SOURCE EXCERPT —
════════════════

Chinese proverb

"An invisible red thread connects those who are destined to meet, regardless of time, place or circumstances. The thread may stretch or tangle but will never break."
(ancient Chinese proverb)


Sunday, December 2, 2012

A Roller Coaster Week

The past 10 days have been amazing, thrilling and emotionally exhausting! 

Let me start by announcing that we have been matched....we have finally seen the face our sweet, precious daughter.  We know who she is, where she is and what she looks like.  And she is beautiful....absolutely breathtaking!  I will share more about her when we are able.  We are so in love with her already...that fast...as if she has always been with us. 

Now let me share with you our journey to her these past 10 days...

Friday, November 23rd
At approximately 3:10pm our social worker sent us an email letting us know that the upcoming Monday night would be the shared list update.  And that although she was on vacation she would be up late Monday night on the computer accessing the shared list and *hopefully* finding some matches.  She also attached the file of a little girl whom she had just recently seen show up on the shared list.  As soon as I saw her email on my phone I was also getting a text from Sean to ask if I had looked at the file.  I quickly called him and we almost immediately decided that we were both very drawn to this beautiful little girl and that we needed to move fast.  By 3:45pm I had emailed our social worker back to let her know that YES we were very interested in this little girl.  Then time began to stand still...it was now the end of the workday on a Friday AND our social worker was on vacation.  Our fears escalated as the hours and days went by, and all the while we kept staring at the picture of the little beauty....and we became more and more attached.

finally....Monday, November 26th
Of course, I was at an all day conference where I didn't have access to my phone at all times.  As soon as the lunch break started I check my phone and there was an email and a voicemail from our social worker.  She has checked the shared list and YES this little girl was still there.  I email her right away and asked her to please lock this child's file for us (locking a file means that our name is assigned to it and other agencies and families don't have access to it).  She got right back to me and said that she was on her way to an appointment but that she would take care of it as soon as she returns.

════════════════

DATA PROVIDED —

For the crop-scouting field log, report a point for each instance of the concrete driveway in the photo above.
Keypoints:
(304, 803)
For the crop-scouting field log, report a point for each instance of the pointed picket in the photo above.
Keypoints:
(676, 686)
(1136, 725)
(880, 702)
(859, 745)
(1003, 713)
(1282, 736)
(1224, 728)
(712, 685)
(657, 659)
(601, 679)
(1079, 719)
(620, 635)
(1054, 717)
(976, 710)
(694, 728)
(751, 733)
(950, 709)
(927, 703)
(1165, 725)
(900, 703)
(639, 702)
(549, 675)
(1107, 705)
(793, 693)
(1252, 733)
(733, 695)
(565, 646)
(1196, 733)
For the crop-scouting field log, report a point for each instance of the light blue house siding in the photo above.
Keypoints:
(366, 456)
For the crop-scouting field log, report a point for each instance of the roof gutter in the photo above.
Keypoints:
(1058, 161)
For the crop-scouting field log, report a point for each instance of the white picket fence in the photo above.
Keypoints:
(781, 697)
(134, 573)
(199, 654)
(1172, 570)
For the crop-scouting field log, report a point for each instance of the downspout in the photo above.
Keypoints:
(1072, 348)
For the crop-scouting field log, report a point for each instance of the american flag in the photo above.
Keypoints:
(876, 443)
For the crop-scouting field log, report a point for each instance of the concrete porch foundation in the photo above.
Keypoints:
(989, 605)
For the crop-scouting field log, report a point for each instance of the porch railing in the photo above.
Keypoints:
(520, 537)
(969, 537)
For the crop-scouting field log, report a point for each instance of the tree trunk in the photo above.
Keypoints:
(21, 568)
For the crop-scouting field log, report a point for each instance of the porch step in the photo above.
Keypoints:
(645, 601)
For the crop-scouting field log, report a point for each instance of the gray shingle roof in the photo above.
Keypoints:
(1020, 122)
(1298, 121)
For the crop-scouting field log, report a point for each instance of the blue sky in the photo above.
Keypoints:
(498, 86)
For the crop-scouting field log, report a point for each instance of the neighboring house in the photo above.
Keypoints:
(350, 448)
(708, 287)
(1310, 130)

════════════════

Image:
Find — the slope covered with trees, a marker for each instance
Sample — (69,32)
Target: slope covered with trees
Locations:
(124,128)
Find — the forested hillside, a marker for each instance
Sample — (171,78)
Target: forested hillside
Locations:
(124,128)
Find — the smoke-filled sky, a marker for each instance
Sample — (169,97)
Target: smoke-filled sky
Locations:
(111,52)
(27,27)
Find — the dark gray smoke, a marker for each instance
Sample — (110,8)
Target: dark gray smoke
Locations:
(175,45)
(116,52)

════════════════

Summarize the post "A Roller Coaster Week" in two sentences. The listing has no connection to the text.

The writer announces that they have been matched and have seen the face of their daughter, whom they already love, then recounts the ten days that led to her. On Friday, November 23rd, their social worker sent them the file of a little girl from the shared list, and they replied within the hour that they were very interested; on Monday, November 26th, after learning she was still on the list, the writer asked the social worker to lock the girl's file for them.